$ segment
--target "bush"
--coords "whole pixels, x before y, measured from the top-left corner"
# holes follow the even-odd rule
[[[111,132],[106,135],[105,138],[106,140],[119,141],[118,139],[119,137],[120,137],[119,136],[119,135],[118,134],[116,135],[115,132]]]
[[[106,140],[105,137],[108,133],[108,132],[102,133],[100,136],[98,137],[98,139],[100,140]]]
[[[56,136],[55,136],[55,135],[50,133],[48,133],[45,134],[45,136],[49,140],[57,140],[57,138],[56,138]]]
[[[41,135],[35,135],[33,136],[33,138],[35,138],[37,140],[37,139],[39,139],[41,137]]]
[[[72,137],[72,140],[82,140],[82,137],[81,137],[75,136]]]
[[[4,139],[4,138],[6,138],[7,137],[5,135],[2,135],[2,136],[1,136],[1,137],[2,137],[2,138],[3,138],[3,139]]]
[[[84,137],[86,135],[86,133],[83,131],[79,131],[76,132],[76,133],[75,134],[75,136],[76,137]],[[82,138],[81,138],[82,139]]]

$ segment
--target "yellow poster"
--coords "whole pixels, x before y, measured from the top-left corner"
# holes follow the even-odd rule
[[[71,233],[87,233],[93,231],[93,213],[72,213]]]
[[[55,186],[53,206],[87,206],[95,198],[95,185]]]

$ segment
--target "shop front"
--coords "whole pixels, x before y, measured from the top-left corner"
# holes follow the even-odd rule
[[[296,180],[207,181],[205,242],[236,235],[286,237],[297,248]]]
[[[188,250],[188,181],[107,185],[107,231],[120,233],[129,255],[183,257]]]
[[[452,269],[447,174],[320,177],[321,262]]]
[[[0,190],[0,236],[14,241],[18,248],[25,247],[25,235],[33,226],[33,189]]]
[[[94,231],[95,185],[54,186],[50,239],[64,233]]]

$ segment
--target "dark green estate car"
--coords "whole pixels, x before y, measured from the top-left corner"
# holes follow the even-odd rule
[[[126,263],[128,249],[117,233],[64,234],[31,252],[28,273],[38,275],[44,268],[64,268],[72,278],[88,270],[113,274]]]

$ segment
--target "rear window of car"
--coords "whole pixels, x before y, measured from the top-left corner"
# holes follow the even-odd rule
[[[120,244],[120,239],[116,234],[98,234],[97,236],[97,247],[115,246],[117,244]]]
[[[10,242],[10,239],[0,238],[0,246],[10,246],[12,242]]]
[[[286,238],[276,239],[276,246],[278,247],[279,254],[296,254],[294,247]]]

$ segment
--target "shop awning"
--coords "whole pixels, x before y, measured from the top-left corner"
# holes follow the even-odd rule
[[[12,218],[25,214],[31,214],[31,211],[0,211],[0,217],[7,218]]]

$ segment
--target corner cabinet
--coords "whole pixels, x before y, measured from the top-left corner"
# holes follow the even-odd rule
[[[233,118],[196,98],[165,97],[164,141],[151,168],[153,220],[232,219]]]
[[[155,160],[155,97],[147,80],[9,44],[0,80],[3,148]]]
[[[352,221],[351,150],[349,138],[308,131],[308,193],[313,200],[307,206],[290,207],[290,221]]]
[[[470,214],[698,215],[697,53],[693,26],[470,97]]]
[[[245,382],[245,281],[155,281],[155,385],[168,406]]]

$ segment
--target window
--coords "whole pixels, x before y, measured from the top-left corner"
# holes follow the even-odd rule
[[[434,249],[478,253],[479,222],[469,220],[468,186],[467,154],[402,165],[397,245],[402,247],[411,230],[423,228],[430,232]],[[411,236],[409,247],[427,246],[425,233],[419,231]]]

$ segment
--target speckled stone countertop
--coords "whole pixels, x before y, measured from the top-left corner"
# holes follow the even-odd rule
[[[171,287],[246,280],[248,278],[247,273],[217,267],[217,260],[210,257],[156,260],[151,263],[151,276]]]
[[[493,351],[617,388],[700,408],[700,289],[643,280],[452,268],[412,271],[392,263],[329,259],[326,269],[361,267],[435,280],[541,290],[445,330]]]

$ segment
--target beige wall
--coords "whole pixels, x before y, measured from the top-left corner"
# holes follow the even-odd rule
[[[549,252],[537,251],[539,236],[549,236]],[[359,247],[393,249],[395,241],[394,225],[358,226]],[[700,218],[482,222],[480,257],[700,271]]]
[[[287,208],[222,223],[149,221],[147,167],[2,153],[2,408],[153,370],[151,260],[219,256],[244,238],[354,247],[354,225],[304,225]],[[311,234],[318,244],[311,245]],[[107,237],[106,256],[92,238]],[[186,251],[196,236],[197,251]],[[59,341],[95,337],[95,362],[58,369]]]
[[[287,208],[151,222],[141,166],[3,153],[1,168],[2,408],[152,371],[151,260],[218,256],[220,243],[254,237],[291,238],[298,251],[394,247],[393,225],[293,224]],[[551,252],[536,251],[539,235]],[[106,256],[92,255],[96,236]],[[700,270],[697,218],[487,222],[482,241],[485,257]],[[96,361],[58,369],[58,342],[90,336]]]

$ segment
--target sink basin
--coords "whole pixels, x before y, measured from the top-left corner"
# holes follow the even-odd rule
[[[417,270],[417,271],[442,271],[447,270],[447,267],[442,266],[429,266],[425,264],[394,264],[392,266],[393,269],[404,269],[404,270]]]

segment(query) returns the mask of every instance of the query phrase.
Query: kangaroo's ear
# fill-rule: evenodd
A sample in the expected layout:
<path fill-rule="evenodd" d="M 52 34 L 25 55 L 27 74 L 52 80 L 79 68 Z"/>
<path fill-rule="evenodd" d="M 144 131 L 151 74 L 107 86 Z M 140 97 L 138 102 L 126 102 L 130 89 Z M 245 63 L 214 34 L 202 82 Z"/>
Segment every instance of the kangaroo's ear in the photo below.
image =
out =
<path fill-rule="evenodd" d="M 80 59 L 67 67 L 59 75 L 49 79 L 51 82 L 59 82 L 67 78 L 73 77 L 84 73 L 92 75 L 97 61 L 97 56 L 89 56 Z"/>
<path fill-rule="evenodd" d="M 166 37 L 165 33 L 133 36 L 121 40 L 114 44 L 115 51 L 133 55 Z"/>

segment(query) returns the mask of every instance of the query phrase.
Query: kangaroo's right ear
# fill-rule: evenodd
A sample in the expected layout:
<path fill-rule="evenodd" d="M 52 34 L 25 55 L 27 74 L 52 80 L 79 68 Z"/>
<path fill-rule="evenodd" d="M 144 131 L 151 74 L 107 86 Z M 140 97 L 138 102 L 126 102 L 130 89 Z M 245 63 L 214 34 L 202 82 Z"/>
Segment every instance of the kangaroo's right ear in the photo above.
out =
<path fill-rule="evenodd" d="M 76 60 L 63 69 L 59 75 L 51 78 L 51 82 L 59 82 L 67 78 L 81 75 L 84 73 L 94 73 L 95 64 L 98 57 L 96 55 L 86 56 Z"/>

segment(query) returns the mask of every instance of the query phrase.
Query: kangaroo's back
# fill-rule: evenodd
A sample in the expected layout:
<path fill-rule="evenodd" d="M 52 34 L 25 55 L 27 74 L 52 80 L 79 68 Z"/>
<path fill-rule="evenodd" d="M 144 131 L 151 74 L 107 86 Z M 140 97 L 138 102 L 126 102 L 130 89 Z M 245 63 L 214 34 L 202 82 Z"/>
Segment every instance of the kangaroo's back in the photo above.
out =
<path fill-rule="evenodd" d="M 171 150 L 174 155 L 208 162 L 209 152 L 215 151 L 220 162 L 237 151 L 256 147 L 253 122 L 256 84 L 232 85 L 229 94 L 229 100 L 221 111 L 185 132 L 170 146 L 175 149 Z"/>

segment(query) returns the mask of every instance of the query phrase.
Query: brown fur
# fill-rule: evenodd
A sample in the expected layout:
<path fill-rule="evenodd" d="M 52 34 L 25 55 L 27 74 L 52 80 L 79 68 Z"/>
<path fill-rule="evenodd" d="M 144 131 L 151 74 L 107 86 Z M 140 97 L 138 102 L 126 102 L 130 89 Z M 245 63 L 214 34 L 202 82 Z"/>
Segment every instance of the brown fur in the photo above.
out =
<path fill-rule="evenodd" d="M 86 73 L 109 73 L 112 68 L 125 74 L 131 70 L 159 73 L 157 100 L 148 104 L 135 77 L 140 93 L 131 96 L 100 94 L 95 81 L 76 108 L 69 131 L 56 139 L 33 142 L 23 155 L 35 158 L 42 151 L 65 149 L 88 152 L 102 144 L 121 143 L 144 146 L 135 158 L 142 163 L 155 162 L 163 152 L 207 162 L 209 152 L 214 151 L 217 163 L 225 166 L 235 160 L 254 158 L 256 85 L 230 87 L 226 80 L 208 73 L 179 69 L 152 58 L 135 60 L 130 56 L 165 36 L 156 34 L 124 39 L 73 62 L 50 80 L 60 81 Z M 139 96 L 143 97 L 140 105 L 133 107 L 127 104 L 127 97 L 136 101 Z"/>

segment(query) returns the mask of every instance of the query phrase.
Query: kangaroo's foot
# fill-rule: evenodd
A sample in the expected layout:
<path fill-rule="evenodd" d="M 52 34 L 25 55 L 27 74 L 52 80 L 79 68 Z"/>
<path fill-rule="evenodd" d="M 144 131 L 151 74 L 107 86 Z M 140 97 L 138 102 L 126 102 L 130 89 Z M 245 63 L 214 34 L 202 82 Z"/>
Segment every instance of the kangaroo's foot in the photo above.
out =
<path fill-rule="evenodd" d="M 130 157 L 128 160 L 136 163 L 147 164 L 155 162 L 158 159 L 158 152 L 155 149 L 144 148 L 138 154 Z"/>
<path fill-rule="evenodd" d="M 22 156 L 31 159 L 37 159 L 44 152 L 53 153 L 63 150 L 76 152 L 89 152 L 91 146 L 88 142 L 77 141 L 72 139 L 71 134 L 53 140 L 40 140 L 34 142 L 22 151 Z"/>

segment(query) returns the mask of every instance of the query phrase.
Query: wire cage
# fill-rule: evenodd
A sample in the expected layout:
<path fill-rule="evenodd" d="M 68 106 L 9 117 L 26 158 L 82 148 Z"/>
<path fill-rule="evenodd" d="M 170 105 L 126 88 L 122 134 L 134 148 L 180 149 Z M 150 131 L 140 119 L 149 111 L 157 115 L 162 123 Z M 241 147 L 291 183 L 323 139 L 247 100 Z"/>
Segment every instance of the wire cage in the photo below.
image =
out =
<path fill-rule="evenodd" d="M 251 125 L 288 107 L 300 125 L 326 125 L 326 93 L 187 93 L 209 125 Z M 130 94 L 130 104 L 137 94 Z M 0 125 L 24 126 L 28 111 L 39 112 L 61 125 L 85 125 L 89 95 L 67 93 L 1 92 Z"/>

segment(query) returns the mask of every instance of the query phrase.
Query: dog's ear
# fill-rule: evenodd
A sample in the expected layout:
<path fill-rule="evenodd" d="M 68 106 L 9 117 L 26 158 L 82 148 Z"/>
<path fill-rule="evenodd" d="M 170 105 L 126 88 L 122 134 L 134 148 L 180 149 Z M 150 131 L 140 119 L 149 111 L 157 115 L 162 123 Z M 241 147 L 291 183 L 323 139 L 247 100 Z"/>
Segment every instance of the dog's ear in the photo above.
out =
--------------------------------------------------
• GIVEN EXERCISE: Pull out every line in the items above that contains the string "photo", matching case exactly.

• EXERCISE SOLUTION:
Segment every instance of the kangaroo's ear in the photo below.
Segment every instance of the kangaroo's right ear in the photo above.
Segment every instance of the kangaroo's back in the photo above.
Segment every instance of the brown fur in the photo above.
Segment every instance of the kangaroo's foot in the photo above.
Segment every instance of the wire cage in the photo below.
Segment every instance of the dog's ear in the photo above.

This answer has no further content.